• Task brief
Reproduce verbatim a passage from the Host review, beginning at the words "It was back" and stopping after the words "for the former.".

• Text passage
———
Host ★★★★½

It was back in 2014 when Skype-set horror film Unfriended kicked off a style of filmmaking that Unfriended‘s producer Timur Bekmambetov coined “Screenlife.” Six years laters, we have the release of Host, which is for all intents and purposes, a film with a very similar plot to Unfriended. However, as I was incredibly disappointment with the film that Unfriended turned out to be, I would say that Host ends up being more in like with my expectations for the former.

Host is a film that definitely follows the less-is-more philosophy, complete with the fact that it has a quite brisk 56 minute running time, with the plot taking place over the course of the entirety of a 40-minute Zoom call. While the story follows the typical Paranormal Activity-Esque found footage formula, right down to building up to a final big jump scare, what makes Host remarkable is how the scares are executed. This includes relying almost entirely on in-camera effects, with there being many moments where I would question how exactly a scare was pulled off.

I also have to say that Host is a testament to how possible it is to pull off a horror film in today’s day and age, with all that’s required is an available medium to shoot on and a dedicated cast and crew. The fact that Host is a film that was made during a global pandemic is almost reason enough to give it praise for even existing. Overall, I have to say that Host is an effectively scary film that will probably leave you looking over your shoulder during your next Zoom call.
———
• Data shown
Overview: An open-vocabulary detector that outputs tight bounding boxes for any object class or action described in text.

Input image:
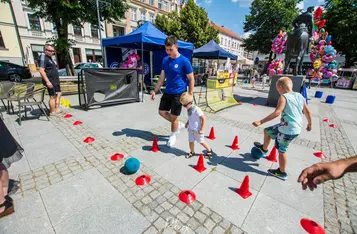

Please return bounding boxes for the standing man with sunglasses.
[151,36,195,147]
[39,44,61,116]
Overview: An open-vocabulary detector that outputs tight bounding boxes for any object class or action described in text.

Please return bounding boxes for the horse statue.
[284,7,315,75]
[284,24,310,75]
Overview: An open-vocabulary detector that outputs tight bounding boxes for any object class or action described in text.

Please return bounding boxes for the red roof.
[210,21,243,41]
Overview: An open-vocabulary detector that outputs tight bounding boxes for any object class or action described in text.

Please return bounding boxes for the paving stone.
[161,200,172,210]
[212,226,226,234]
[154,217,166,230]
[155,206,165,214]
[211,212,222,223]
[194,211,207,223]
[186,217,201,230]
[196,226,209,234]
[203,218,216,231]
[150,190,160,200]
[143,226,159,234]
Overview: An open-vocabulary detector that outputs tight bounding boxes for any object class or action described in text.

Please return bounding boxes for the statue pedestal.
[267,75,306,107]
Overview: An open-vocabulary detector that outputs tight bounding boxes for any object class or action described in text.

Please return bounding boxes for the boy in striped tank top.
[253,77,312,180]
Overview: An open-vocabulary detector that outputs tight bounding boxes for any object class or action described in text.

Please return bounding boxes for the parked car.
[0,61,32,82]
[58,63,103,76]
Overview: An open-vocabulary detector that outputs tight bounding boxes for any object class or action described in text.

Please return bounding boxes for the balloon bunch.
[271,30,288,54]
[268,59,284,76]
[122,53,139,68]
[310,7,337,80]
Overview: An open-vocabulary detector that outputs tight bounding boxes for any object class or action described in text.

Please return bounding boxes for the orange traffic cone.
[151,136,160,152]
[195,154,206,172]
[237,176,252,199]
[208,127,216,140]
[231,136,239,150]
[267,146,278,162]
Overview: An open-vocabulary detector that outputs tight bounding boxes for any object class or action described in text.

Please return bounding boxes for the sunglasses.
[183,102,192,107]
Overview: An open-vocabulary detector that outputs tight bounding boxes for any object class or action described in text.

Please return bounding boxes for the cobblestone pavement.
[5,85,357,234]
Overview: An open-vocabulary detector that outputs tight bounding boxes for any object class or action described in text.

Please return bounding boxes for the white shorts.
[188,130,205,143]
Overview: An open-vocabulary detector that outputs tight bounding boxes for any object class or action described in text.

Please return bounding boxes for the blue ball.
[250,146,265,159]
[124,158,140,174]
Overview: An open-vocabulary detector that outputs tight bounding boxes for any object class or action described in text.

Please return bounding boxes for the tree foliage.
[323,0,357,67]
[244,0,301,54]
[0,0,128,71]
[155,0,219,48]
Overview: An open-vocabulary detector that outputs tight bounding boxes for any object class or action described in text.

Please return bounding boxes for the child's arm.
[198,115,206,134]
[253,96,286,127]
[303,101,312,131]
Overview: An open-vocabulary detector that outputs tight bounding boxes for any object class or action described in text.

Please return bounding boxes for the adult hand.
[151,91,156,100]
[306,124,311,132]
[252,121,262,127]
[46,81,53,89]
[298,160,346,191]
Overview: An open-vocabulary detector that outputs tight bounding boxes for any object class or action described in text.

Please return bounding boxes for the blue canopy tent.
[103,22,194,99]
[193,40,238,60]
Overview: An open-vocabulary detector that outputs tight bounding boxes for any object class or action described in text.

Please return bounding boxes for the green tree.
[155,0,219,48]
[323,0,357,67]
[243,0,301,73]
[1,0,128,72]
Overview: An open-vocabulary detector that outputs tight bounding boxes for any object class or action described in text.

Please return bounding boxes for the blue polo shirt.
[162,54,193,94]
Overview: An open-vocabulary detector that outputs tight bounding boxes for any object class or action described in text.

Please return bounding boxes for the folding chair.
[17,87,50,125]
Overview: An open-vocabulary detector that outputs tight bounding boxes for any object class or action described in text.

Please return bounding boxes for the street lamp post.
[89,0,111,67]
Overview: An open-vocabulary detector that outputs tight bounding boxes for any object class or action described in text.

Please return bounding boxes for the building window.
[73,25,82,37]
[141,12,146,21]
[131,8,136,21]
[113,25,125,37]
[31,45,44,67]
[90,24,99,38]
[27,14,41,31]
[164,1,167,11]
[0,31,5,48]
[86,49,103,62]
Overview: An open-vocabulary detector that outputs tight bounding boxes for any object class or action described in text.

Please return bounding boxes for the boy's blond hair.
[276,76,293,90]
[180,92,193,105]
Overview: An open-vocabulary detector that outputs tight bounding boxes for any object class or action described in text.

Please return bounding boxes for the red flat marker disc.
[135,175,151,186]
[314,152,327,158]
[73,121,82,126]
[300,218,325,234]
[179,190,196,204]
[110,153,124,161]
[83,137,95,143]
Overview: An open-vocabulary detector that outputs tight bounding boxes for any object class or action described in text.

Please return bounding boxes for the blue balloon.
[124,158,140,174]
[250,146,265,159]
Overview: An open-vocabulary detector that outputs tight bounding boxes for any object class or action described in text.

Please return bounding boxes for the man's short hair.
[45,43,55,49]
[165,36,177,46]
———
• Answer to the problem
It was back in 2014 when Skype-set horror film Unfriended kicked off a style of filmmaking that Unfriended‘s producer Timur Bekmambetov coined “Screenlife.” Six years laters, we have the release of Host, which is for all intents and purposes, a film with a very similar plot to Unfriended. However, as I was incredibly disappointment with the film that Unfriended turned out to be, I would say that Host ends up being more in like with my expectations for the former.